Cosa farai:
a - Ricopia dal brano il tratto che va da "ANCHE IL WASHINGTON" fino a "in buone acque.".
b - Secondo il brano, per quanto Jeff Bezos comprò il Washington Post?
c - Per ogni affermazione, rispondi sì o no a seconda che concordi con il brano, e riporta alla lettera le parole del brano che lo decidono: (i) Papa Francesco ha scelto Canale 5 per il suo messaggio natalizio per la prima volta; (ii) Lirio Abbate lavorava per l'Espresso dal 2009; (iii) al Washington Post lavorano 1.000 persone.

Brano proposto:
━━━━

TRATTATIVA AVANZATA PER IL GIORNALE ‒ Sembra confermata la cessione de Il Giornale al gruppo Angelucci che già possiede Libero e Il Tempo. I giornalisti del Giornale, in seguito alle indiscrezioni di stampa e a un incontro con i vertici aziendali, «prendono atto della trattativa avanzata per la cessione della società e della testata e ricordando all’attuale proprietà che i redattori hanno affrontato, a partire dal 2019, enormi sacrifici – in forma di contratti di solidarietà, cassa integrazione, prepensionamenti e incentivi all’uscita – pur continuando a fornire al lettore un’informazione costante, il più possibile puntuale e sempre sostenuta da quello spirito liberale e libertario che contraddistingue la nostra testata, che si fa vanto di essere da sempre fuori dal coro».
ANCHE IL WASHINGTON POST LICENZIA ‒ La scorsa settimana avevamo scritto del primo sciopero al New York Times. Ora si parla di licenziamenti al Washington Post. Quanti? Il numero ancora non si conosce (si parla di 250 persone) ma certo non saranno pochi considerato che ci lavorano 1.000 persone. Di proprietà di Jeff Bezos, che lo acquistò nel 2013 per 250 milioni di dollari, il giornale vincitore di premi Pulitzer da mesi non naviga in buone acque.
IL PAPA SCEGLIE CANALE 5 ‒ Per la terza volta, papa Francesco ha scelto Canale 5 per il suo messaggio natalizio. Domenica scorsa 18 dicembre è infatti andato in onda, alle 20,35, “Il Natale che vorrei” che ha toccato i temi d’attualità più importanti. A dialogare con il papa, il vaticanista Fabio Marchese Ragona.
LICENZIATO DIRETTORE DE L’ESPRESSO ‒ È durata poco la liason fra l’editore de L’Espresso, Danilo Iervolino e il direttore Lirio Abbate, giornalista di valore che avrebbe dovuto lanciare il settimanale. Era direttore dallo scorso marzo e dal 2009 lavorava per l’Espresso. Perché l’ex proprietario dell’università telematica Pegaso e della Salernitana ha licenziato Abbate? L’11 dicembre scorso l’Espresso era uscito con un’inchiesta dal titolo “Chi guadagna sui disastri”. Un’inchiesta che riguardava coloro che stanno distruggendo l’Amazzonia col fuoco e i loro finanziatori. Fra questi il settimanale faceva il nome della società Cnh che è di proprietà della Exor di John Elkan, proprietario Gedi ed ex proprietario dell’Espresso. Sarà un caso ma l’Espresso, sino al maggio 2023, sarà venduto assieme a Repubblica ogni domenica. Abbate è stato sostituito da Alessandro Mauro Rossi, direttore di Forbes Italia e direttore editoriale del gruppo Bfc Media editore de l’Espresso specializzato nella fornitura d’informazioni e prodotti finanziari per i piccoli investitori. Lirio Abbate manterrà la carica di caporedattore.

━━━━

Materiale fornito:
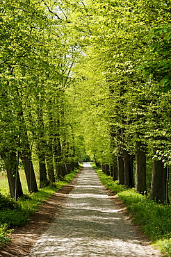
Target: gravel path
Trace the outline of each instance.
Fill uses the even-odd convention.
[[[140,242],[133,226],[108,197],[89,163],[69,194],[61,216],[38,240],[28,257],[159,256]]]

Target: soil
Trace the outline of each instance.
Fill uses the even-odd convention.
[[[57,192],[54,193],[47,201],[40,206],[32,217],[29,223],[25,226],[15,229],[11,242],[3,245],[0,249],[1,257],[23,257],[28,256],[30,250],[35,244],[40,235],[44,232],[48,227],[53,224],[56,215],[60,215],[65,207],[65,202],[68,194],[74,188],[76,179],[79,176],[78,172],[74,180],[67,185],[65,185]],[[115,205],[121,210],[127,219],[130,219],[126,206],[111,190],[106,188],[108,195],[114,202]],[[140,239],[149,245],[149,240],[141,232],[138,226],[135,226],[136,233]],[[157,255],[158,256],[158,255]]]

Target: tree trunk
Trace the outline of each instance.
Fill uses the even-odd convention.
[[[46,161],[47,166],[47,174],[49,179],[51,182],[55,182],[54,158],[52,149],[52,140],[50,140],[48,143],[47,151],[46,151]]]
[[[146,154],[143,147],[140,141],[136,142],[136,192],[146,194]]]
[[[127,151],[124,150],[123,159],[124,165],[124,185],[129,188],[133,188],[133,156],[129,154]]]
[[[150,198],[165,203],[168,201],[167,168],[162,160],[154,160]]]
[[[1,157],[5,163],[7,177],[10,188],[10,197],[18,199],[23,194],[22,183],[17,170],[17,156],[15,151],[2,154]]]
[[[31,160],[31,151],[29,151],[29,150],[28,150],[28,151],[22,151],[20,153],[20,158],[24,166],[28,192],[38,192],[38,188],[35,176],[34,168]]]
[[[122,156],[117,156],[117,160],[118,183],[120,185],[124,185],[124,160]]]

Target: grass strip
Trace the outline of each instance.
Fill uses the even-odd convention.
[[[36,193],[25,194],[17,202],[0,194],[0,246],[10,241],[13,229],[27,223],[31,219],[31,215],[38,210],[43,201],[68,184],[79,170],[80,168],[75,169]]]
[[[152,244],[159,247],[165,256],[171,256],[171,208],[170,205],[164,205],[150,200],[148,197],[135,192],[135,188],[128,189],[118,185],[111,176],[104,174],[95,163],[92,165],[102,183],[127,205],[127,210],[136,224],[152,240]]]

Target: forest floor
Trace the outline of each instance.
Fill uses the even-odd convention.
[[[161,256],[88,164],[14,231],[2,257]]]

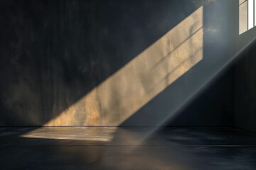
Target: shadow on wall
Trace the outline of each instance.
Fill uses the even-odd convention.
[[[1,125],[119,125],[203,62],[206,49],[196,76],[190,70],[164,96],[171,106],[126,124],[159,125],[223,60],[229,34],[220,38],[228,30],[220,26],[228,16],[213,15],[217,28],[203,29],[203,5],[215,2],[2,1]]]
[[[198,8],[46,125],[120,125],[203,59],[203,10]],[[84,114],[82,124],[73,119]]]

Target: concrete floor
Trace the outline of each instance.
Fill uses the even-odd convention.
[[[256,169],[256,134],[230,128],[0,128],[0,169]]]

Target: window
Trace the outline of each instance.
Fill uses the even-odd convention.
[[[256,0],[239,0],[239,34],[256,25]]]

━━━━

Soluzioni degli esercizi:
a -
ANCHE IL WASHINGTON POST LICENZIA ‒ La scorsa settimana avevamo scritto del primo sciopero al New York Times. Ora si parla di licenziamenti al Washington Post. Quanti? Il numero ancora non si conosce (si parla di 250 persone) ma certo non saranno pochi considerato che ci lavorano 1.000 persone. Di proprietà di Jeff Bezos, che lo acquistò nel 2013 per 250 milioni di dollari, il giornale vincitore di premi Pulitzer da mesi non naviga in buone acque.

b - Per 250 milioni di dollari.

c -
(i) No: "Per la terza volta, papa Francesco ha scelto Canale 5 per il suo messaggio natalizio."
(ii) Sì: "dal 2009 lavorava per l’Espresso"
(iii) Sì: "ci lavorano 1.000 persone"